## Extract provided
■ ■ ■

Joseph Banks (1743–1820), botanist and administrator-entrepreneur-patron of the sciences, grew up at his family’s extensive estate in Lincolnshire. Educated at Harrow, Eton and Oxford, he did not take a degree, preferring private tutoring in botany to the traditional education in the classics. While botany was the focus of his most intense scientific activities, Banks was neither an important botanical theorist nor a prominent taxonomist. Rather, botany was his stimulus for the larger scientific enterprises that marked his career; and his generous spirit and considerable private wealth as a member of the landed gentry made these enterprises not only possible but often sumptuous.

■ ■ ■

## Extracted records
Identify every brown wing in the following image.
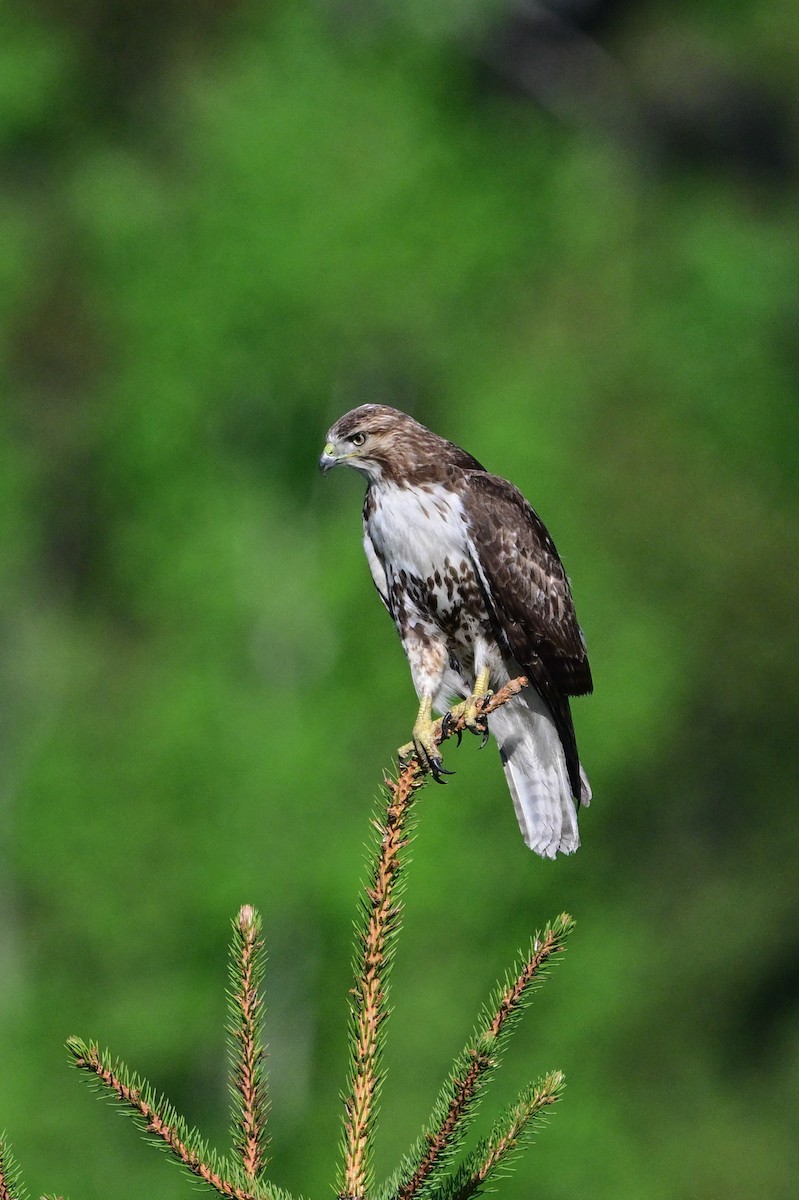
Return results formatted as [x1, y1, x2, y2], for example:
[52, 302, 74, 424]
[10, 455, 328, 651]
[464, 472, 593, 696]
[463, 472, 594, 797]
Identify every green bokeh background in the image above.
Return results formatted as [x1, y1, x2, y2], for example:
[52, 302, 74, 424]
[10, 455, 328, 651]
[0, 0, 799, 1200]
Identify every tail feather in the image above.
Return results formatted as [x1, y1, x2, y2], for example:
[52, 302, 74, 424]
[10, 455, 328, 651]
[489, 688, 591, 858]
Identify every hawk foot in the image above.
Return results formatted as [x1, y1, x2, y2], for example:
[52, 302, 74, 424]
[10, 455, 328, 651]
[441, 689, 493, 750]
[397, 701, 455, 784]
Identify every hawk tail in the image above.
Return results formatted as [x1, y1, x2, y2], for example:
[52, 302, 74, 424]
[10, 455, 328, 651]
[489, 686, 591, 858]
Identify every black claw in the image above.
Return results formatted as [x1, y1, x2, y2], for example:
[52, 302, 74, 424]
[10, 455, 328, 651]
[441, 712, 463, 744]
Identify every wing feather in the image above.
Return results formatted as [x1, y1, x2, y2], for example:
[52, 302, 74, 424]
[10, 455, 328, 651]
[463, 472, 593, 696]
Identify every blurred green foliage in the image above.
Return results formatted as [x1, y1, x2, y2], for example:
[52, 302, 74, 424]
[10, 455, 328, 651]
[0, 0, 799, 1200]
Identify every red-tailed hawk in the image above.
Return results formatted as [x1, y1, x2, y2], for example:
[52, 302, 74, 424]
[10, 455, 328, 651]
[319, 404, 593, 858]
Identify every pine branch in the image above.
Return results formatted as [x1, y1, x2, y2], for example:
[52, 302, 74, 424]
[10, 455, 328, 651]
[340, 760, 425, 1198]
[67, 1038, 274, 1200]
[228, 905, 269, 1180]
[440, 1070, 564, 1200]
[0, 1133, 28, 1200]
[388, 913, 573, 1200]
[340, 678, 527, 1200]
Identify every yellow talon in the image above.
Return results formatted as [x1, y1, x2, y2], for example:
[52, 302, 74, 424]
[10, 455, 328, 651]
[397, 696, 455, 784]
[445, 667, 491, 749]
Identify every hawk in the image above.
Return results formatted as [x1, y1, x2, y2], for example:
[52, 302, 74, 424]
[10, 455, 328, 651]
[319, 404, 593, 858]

■ ■ ■

## Instructions
a - Translate the following sentence from the Joseph Banks passage into French: "Educated at Harrow, Eton and Oxford, he did not take a degree, preferring private tutoring in botany to the traditional education in the classics."
b - Reproduce the portion of the Joseph Banks passage starting at "Joseph Banks (1743–1820), botanist" and ending at "but often sumptuous.".

## Responses by task
a - Formé à Harrow, à Eton et à Oxford, il n'obtint pas de diplôme, préférant des leçons particulières de botanique à l'enseignement traditionnel des humanités classiques.

b -
Joseph Banks (1743–1820), botanist and administrator-entrepreneur-patron of the sciences, grew up at his family’s extensive estate in Lincolnshire. Educated at Harrow, Eton and Oxford, he did not take a degree, preferring private tutoring in botany to the traditional education in the classics. While botany was the focus of his most intense scientific activities, Banks was neither an important botanical theorist nor a prominent taxonomist. Rather, botany was his stimulus for the larger scientific enterprises that marked his career; and his generous spirit and considerable private wealth as a member of the landed gentry made these enterprises not only possible but often sumptuous.